■ **MATERIAL**
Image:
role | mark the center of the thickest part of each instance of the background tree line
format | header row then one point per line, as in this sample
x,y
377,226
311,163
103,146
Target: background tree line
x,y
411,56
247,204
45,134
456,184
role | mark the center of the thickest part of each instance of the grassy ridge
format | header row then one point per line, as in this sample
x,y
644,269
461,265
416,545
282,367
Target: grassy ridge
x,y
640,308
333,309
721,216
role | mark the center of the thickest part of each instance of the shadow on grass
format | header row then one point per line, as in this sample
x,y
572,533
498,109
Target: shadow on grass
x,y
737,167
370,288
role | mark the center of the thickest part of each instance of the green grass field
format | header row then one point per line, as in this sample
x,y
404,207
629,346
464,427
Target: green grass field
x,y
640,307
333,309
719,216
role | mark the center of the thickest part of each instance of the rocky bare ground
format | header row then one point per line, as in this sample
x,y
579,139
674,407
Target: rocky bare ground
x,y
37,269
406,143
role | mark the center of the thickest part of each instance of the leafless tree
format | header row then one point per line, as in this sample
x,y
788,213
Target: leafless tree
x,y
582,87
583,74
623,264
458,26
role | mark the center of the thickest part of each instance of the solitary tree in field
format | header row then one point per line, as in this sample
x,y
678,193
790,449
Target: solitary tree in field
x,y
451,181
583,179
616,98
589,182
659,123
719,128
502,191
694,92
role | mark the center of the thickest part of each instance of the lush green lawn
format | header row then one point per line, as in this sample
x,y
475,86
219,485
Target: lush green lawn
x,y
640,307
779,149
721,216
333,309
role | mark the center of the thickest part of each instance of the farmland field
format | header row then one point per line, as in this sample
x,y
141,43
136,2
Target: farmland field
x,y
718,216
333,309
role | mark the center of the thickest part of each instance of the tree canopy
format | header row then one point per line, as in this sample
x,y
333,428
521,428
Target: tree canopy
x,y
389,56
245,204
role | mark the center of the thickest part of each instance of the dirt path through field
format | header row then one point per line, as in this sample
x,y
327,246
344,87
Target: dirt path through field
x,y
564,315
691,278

■ **DIRECTION**
Go through the listing and copy all of it exactly.

■ **EXERCISE ANSWER**
Image:
role | mark the center of the thickest part of each instance of the background tree line
format | header row then one point per line, as in this sample
x,y
377,226
311,163
103,146
Target: background tree line
x,y
411,56
247,204
45,134
456,184
role | mark the center of the thickest part of each instance of the grassy ridge
format | header row then one point per line, as in this sample
x,y
644,269
461,265
416,545
282,367
Target: grassy ridge
x,y
640,308
333,309
721,216
role | mark the center of the thickest part of each instance of the shadow on grass
format | header row then one point per line, as in this sample
x,y
572,533
498,109
Target: shadow on grass
x,y
737,167
370,288
role | mark the center of the thickest part of each instance of the green grass field
format | header row then one point per line, as in this sample
x,y
404,207
629,346
464,427
Target: green grass field
x,y
640,307
333,309
719,216
role | mark the center of the thickest part of each instance of the rocky bare ground
format | header row then one point per line, as in this sample
x,y
579,139
674,407
Target: rocky bare ground
x,y
37,269
406,143
role | mark the center of the thickest part of each instance of the leafless tree
format | header row then one point per line, as in this sample
x,y
788,213
Target: leafless tree
x,y
582,87
583,74
623,264
458,26
role | mark the center of the thickest part of each instance of the solitary tree in field
format | header row then one point per line, as in this sample
x,y
678,193
790,449
Target: solitary tree in field
x,y
451,181
583,179
616,98
589,182
659,123
719,128
502,191
694,92
role | mark the center of the thickest part of each instance of the lush green lawn
format | header row then one point per line, as in this sample
x,y
475,86
219,485
Target: lush green lawn
x,y
640,307
779,149
721,216
333,309
role | mark the center of the thickest part of each instance of the farmland field
format | header row then one point per line, as in this sample
x,y
141,43
136,2
Target: farmland field
x,y
718,216
333,309
role | mark the center of the thickest part of each instance of the tree canopy
format | header row then one point per line, as in this sample
x,y
333,428
521,428
Target: tree canopy
x,y
389,56
245,204
role | mark the center of the thickest part of each instance of the dirt path through field
format | header row then one point per line, as in this sample
x,y
327,246
344,87
Target: dirt path through field
x,y
564,315
691,278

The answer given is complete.